Raw data:
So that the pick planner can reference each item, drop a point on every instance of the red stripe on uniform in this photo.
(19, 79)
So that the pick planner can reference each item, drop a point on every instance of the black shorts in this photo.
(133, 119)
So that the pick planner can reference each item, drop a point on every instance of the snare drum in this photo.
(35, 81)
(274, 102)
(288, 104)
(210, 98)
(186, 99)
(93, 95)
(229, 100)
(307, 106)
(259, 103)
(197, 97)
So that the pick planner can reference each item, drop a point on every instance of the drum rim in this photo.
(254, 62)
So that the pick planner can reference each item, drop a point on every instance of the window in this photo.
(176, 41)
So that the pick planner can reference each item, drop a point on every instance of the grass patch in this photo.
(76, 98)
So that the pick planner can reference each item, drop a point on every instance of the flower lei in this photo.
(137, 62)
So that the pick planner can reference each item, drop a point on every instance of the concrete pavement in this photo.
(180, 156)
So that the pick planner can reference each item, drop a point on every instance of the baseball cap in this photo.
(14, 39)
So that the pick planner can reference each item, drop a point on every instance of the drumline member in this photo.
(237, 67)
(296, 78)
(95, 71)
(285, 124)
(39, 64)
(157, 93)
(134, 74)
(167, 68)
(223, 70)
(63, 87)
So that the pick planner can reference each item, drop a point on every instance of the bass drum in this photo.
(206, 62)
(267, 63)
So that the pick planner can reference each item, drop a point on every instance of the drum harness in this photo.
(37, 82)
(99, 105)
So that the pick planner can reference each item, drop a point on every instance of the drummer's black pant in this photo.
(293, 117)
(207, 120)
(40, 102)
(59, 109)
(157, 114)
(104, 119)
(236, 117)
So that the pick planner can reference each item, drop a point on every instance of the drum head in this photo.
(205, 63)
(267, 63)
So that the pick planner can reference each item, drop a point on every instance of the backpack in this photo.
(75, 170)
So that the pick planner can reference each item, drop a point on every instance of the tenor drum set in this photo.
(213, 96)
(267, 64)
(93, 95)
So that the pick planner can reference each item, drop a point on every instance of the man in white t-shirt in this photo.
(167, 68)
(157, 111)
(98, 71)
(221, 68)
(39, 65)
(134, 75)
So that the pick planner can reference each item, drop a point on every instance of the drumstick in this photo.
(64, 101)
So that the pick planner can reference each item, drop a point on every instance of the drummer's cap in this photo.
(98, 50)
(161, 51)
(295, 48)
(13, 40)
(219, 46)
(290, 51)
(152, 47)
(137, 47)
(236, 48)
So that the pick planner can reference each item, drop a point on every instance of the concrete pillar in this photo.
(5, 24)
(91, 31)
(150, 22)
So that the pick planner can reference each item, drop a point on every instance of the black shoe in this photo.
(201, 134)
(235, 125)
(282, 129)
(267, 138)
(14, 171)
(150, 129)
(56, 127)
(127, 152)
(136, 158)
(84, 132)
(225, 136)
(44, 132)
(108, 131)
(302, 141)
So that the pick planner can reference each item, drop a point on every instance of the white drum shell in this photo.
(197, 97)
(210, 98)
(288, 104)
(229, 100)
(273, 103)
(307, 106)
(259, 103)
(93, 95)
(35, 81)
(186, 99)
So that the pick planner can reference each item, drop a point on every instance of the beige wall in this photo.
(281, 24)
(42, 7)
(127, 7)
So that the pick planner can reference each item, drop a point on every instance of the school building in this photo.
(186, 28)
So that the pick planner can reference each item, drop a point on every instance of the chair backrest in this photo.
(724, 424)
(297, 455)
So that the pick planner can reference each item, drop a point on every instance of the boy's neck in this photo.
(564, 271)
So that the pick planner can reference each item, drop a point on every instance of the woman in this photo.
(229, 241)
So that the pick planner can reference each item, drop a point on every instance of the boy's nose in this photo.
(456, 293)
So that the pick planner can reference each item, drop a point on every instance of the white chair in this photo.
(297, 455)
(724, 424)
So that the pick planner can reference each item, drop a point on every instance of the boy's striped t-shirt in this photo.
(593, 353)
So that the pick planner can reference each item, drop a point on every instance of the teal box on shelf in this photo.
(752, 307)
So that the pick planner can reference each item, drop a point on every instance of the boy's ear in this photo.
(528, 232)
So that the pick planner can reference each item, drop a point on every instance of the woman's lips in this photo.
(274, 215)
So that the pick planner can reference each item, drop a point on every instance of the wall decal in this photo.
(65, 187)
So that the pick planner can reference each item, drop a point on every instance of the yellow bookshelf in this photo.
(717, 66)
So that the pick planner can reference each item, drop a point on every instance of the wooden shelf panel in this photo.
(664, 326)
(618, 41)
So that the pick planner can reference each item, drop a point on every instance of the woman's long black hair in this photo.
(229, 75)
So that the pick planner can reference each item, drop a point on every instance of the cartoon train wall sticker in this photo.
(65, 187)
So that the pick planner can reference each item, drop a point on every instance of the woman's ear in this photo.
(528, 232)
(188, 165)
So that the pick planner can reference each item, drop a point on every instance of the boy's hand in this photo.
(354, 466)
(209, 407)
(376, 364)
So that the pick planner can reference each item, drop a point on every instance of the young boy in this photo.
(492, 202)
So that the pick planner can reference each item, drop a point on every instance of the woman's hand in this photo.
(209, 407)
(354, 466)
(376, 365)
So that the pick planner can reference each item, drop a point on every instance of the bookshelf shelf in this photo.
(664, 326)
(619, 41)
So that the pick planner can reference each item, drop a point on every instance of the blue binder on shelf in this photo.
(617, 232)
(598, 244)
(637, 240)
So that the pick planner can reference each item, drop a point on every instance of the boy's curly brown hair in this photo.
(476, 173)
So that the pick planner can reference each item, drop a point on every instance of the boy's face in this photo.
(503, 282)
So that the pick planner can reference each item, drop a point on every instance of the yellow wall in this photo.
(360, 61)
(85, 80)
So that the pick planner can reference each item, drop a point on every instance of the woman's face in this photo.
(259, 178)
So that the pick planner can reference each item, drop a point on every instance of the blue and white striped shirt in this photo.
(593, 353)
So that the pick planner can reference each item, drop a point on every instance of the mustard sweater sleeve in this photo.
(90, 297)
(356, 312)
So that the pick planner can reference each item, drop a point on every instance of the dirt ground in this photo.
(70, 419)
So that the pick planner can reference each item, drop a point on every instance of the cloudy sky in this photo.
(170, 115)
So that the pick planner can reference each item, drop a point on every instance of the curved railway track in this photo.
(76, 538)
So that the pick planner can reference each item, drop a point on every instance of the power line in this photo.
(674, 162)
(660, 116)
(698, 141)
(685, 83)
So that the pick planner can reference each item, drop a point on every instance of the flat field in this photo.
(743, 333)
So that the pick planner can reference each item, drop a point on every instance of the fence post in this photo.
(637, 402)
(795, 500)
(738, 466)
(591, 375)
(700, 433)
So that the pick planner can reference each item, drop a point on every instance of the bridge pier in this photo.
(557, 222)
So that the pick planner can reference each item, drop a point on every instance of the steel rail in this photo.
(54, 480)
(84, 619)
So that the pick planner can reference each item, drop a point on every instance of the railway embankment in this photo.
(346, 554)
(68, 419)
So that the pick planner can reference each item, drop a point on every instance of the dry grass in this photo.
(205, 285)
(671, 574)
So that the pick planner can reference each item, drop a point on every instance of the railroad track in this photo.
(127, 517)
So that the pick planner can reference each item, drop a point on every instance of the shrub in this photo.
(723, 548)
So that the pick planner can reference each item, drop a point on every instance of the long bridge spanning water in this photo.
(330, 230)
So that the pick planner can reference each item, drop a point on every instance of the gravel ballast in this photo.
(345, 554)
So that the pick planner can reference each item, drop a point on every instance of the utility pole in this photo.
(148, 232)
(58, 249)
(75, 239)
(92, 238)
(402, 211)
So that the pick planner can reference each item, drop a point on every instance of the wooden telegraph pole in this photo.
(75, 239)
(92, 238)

Directive: Reproduce the material in full, with no word added or dropped.

Task response:
So that the pick planner can reference each item, drop a point on every instance of the red stripe on uniform in this photo.
(19, 79)
So that the pick planner can reference each item, drop a point on every instance of the black shorts in this photo.
(133, 119)
So that the pick planner can reference each item, drop a point on every instance of the snare drum in this photo.
(35, 81)
(274, 102)
(288, 104)
(210, 98)
(186, 99)
(93, 95)
(229, 100)
(307, 106)
(259, 103)
(197, 97)
So that the pick planner can reference each item, drop a point on every instance of the drum rim in this photo.
(254, 62)
So that the pick planner can reference each item, drop a point on every instance of the window in this photo.
(176, 41)
So that the pick planner can reference each item, drop a point on every instance of the grass patch in this photo.
(76, 98)
So that the pick planner can reference each item, drop a point on every instance of the flower lei in this photo.
(137, 62)
So that the pick planner can reference each item, drop a point on every instance of the concrete pavement in this photo.
(180, 156)
So that the pick planner can reference each item, drop a point on every instance of the baseball cap in this photo.
(14, 39)
So that the pick planner can reference each item, drop a point on every instance of the drumline member in this photo.
(237, 67)
(296, 78)
(95, 71)
(285, 124)
(39, 64)
(157, 93)
(134, 74)
(167, 68)
(223, 70)
(63, 87)
So that the pick planner can reference each item, drop a point on every instance of the bass drum in this photo.
(206, 62)
(267, 63)
So that the pick planner can reference each item, drop a point on every instance of the drum harness in this photo.
(37, 82)
(99, 105)
So that the pick planner can reference each item, drop a point on every instance of the drummer's black pant in this photo.
(293, 117)
(207, 120)
(40, 102)
(59, 109)
(157, 114)
(104, 119)
(236, 117)
So that the pick planner can reference each item, drop a point on every instance of the drum head in this photo.
(205, 63)
(267, 63)
So that the pick planner can reference each item, drop a point on every instance of the backpack in this photo.
(75, 170)
So that the pick planner can reference each item, drop a point on every instance of the tenor drum set in this photo.
(213, 96)
(267, 64)
(93, 95)
So that the pick planner can reference each item, drop a point on every instance of the man in white t-shirt in this photo.
(167, 68)
(157, 111)
(98, 71)
(221, 68)
(39, 65)
(134, 75)
So that the pick planner can reference each item, drop a point on every instance of the drumstick in this photo.
(64, 101)
So that the pick planner can reference each item, drop a point on every instance of the drummer's cap in this photo.
(98, 50)
(161, 51)
(295, 48)
(13, 40)
(219, 46)
(290, 51)
(152, 47)
(137, 47)
(236, 48)
So that the pick planner can reference each item, drop a point on every instance of the concrete pillar in this photo.
(5, 24)
(91, 31)
(150, 22)
So that the pick planner can reference each item, drop a point on every instance of the black shoe in this photo.
(201, 134)
(235, 125)
(282, 129)
(267, 138)
(14, 171)
(150, 129)
(56, 127)
(127, 152)
(136, 158)
(84, 132)
(225, 136)
(44, 132)
(108, 131)
(302, 141)
So that the pick planner can reference each item, drop a point on every instance of the white drum shell in this photo.
(197, 97)
(210, 98)
(288, 104)
(229, 100)
(273, 103)
(307, 106)
(259, 103)
(93, 95)
(35, 81)
(186, 99)
So that the pick planner can reference each item, drop a point on every instance of the beige wall in this photo.
(281, 24)
(42, 7)
(127, 7)
So that the pick planner can reference each item, drop a point on every instance of the school building in this photo.
(186, 28)
So that the pick planner can reference each item, drop a point on every instance of the chair backrest in this photo.
(724, 424)
(297, 455)
So that the pick planner can reference each item, drop a point on every instance of the boy's neck in this photo.
(564, 271)
So that the pick planner can reference each item, drop a point on every instance of the woman in this photo.
(229, 241)
So that the pick planner can reference each item, drop a point on every instance of the boy's nose in this photo.
(456, 293)
So that the pick planner can reference each item, drop a point on every instance of the white chair in this photo.
(297, 455)
(724, 424)
So that the pick planner can reference each item, drop a point on every instance of the boy's striped t-shirt in this photo.
(593, 353)
So that the pick planner can reference each item, drop a point on every instance of the teal box on shelf in this photo.
(752, 307)
So that the pick planner can reference each item, drop a point on every instance of the boy's ear in this photo.
(528, 232)
So that the pick planner can reference each item, drop a point on every instance of the woman's lips in this photo.
(274, 215)
So that the pick planner can reference each item, drop a point on every instance of the wall decal in this photo.
(65, 187)
So that the pick planner can reference each item, drop a point on every instance of the yellow bookshelf in this photo.
(717, 66)
So that the pick planner can reference each item, drop a point on every instance of the wooden shelf panel in this photo.
(664, 326)
(618, 41)
So that the pick planner can reference each item, drop a point on every instance of the woman's long black hair in this photo.
(229, 75)
So that the pick planner can reference each item, drop a point on every instance of the cartoon train wall sticker in this photo.
(65, 187)
So that the pick planner can reference each item, drop a point on every instance of the woman's ear in this photo.
(528, 232)
(188, 165)
So that the pick planner can reference each item, drop a point on every instance of the boy's hand in this photo.
(354, 466)
(209, 407)
(376, 364)
So that the pick planner can reference each item, drop a point on every instance of the young boy in this photo.
(492, 202)
So that the pick planner can reference each item, drop a point on every instance of the woman's hand in this photo.
(209, 407)
(354, 466)
(376, 365)
So that the pick planner can reference each item, drop a point on every instance of the bookshelf shelf in this photo.
(664, 326)
(619, 41)
So that the pick planner can reference each item, drop a point on every instance of the blue binder on shelf in this photo.
(617, 232)
(598, 244)
(637, 240)
So that the pick planner can reference each item, drop a point on every instance of the boy's curly brown hair in this photo.
(476, 173)
So that the pick planner can reference each item, drop a point on every instance of the boy's face in this photo.
(503, 282)
So that the pick planner can reference each item, drop a point on every instance of the yellow wall in this photo.
(360, 61)
(85, 80)
So that the pick planner can reference each item, drop a point on every instance of the woman's face in this photo.
(259, 178)
So that the pick planner can reference each item, drop a point on every instance of the blue and white striped shirt in this photo.
(593, 353)
So that the pick planner can reference each item, drop a point on every instance of the mustard sweater sleeve in this photo.
(90, 297)
(356, 312)
So that the pick planner can reference each item, drop a point on every instance of the dirt ground in this photo.
(70, 419)
So that the pick planner can reference each item, drop a point on every instance of the cloudy sky in this photo.
(170, 115)
So that the pick planner can reference each item, drop a point on every instance of the curved railway track in this photo.
(76, 538)
So that the pick planner can reference each item, drop a point on every instance of the power line in this photo.
(674, 162)
(660, 116)
(698, 141)
(685, 83)
So that the pick planner can reference each item, drop a point on every instance of the flat field in this photo.
(743, 333)
So that the pick planner can reference each item, drop a point on every instance of the fence post in this photo.
(637, 402)
(795, 500)
(738, 466)
(591, 375)
(700, 433)
So that the pick planner can reference each item, drop a point on every instance of the bridge pier in this photo.
(557, 222)
So that the pick planner can reference each item, drop a point on every instance of the steel rail in this photo.
(54, 480)
(84, 619)
So that the pick planner can reference each item, drop a point on every instance of the railway embankment in this photo.
(346, 554)
(68, 419)
So that the pick planner can reference each item, drop a point on every instance of the dry grass in this photo.
(205, 285)
(671, 574)
So that the pick planner can reference each item, drop a point on every instance of the railroad track in this photo.
(127, 517)
So that the pick planner can reference each item, drop a point on every instance of the shrub in this photo.
(723, 548)
So that the pick planner can reference each item, drop a point on every instance of the long bridge spanning water in this photo.
(330, 230)
So that the pick planner can reference each item, drop a point on every instance of the gravel ballast in this photo.
(345, 554)
So that the pick planner can reference each item, drop a point on every instance of the utility pole in this photo.
(148, 232)
(58, 249)
(75, 239)
(92, 238)
(402, 211)
So that the pick planner can reference each item, drop a point on every instance of the wooden telegraph pole in this photo.
(75, 239)
(92, 238)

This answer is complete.